**Directions for this task:** Would you transcribe the entries below, beginning at the line with "Mark one point per instance of the goose leg" and ending after the line with "Mark one point per instance of the goose standing", exactly, with no picture and nothing more?

(Beginning of Provided records)

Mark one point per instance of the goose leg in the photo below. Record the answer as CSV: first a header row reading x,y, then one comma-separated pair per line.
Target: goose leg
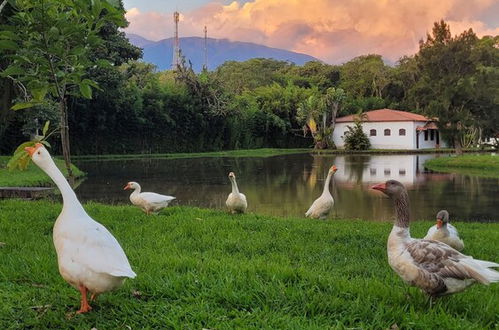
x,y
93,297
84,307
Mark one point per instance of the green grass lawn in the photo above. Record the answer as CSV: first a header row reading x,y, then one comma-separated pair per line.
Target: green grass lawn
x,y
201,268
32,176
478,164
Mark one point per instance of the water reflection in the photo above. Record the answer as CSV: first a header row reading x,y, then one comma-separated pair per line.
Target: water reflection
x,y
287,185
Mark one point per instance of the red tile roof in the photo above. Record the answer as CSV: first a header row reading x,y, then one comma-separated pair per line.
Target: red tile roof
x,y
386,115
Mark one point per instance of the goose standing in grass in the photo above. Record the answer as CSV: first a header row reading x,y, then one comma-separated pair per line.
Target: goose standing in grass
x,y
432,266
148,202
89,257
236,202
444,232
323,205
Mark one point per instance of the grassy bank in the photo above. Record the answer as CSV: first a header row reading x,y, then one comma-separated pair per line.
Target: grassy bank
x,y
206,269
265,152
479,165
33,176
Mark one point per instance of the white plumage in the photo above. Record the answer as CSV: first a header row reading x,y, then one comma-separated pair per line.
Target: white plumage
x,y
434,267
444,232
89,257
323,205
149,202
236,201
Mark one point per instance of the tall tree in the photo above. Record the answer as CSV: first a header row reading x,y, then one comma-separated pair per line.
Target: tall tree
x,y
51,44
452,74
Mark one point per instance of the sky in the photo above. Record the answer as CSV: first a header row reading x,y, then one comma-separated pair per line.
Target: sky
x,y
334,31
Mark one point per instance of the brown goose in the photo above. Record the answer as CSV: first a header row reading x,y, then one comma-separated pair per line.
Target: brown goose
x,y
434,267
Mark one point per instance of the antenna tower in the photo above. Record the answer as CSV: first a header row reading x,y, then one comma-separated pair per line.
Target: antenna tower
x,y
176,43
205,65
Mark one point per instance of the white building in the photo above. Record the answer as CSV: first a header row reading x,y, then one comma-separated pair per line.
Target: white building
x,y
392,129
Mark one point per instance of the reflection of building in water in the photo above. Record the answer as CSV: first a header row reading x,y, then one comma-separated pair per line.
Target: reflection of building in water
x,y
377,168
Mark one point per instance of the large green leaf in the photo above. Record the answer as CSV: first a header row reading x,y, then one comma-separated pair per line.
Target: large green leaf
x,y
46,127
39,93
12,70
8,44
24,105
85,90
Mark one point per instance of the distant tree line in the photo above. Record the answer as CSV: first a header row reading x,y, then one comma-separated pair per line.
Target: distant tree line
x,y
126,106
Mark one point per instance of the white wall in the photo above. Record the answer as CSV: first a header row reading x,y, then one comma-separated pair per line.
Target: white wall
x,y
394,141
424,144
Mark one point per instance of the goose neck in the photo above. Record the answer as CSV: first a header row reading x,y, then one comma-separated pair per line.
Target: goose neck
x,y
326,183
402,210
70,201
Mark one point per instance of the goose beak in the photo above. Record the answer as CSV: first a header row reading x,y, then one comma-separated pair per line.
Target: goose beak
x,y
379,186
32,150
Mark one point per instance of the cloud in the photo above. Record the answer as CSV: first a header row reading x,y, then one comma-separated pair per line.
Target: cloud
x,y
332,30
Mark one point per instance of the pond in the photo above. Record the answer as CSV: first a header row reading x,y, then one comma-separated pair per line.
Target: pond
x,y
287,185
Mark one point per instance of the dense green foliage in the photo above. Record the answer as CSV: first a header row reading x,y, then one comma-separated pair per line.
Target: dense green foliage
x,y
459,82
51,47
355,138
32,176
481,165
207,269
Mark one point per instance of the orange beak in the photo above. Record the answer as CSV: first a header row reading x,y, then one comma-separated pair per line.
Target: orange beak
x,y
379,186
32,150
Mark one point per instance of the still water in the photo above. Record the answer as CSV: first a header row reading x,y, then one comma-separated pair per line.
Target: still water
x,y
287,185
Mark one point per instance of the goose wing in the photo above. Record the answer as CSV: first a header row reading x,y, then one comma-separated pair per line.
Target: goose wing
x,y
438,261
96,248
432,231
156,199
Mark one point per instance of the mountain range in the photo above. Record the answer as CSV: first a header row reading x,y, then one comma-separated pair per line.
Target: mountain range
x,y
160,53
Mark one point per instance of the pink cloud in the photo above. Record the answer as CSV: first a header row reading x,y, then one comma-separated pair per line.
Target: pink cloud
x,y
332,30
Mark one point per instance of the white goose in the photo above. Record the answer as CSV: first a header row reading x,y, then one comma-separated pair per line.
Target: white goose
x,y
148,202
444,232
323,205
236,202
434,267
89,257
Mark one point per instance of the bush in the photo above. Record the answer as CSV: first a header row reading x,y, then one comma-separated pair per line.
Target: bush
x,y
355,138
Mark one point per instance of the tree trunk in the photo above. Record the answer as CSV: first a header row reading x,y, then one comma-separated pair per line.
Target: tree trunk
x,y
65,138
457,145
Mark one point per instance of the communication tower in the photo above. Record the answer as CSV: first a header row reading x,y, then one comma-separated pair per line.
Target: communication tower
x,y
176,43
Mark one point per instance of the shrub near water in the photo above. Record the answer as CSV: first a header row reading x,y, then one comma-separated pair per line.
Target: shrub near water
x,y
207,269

(End of Provided records)
(Beginning of Provided records)

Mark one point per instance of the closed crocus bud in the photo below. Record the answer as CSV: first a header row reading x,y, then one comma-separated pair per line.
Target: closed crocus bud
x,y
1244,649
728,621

(End of Provided records)

**Task answer:**
Mark one point per instance of the goose leg in the photo below. Record the answer as CSV: first a header row reading x,y, then one comma-separated pair per line.
Target: goose leg
x,y
93,297
84,307
Mark one point per instance of the green grass lawn in the photo above. Record the answer as CSV: first a header row reading x,y, then one comma-separated pair per line.
Target: green grass lawn
x,y
201,268
32,176
478,164
Mark one point per instance of the water reflection in the photo above. Record the answer as CSV: first a header row reading x,y, then one comma-separated pair per line.
Target: water reflection
x,y
287,185
Mark one point per instance of the red tile roof in the photo above. Record the answer as CSV: first a header row reading x,y, then one comma-separated pair per line.
Target: red tile roof
x,y
386,115
Mark one point per instance of the goose standing in grass in the photo above. Record the answer as CSV: first a header row reading x,y, then one comma-separated pair per line.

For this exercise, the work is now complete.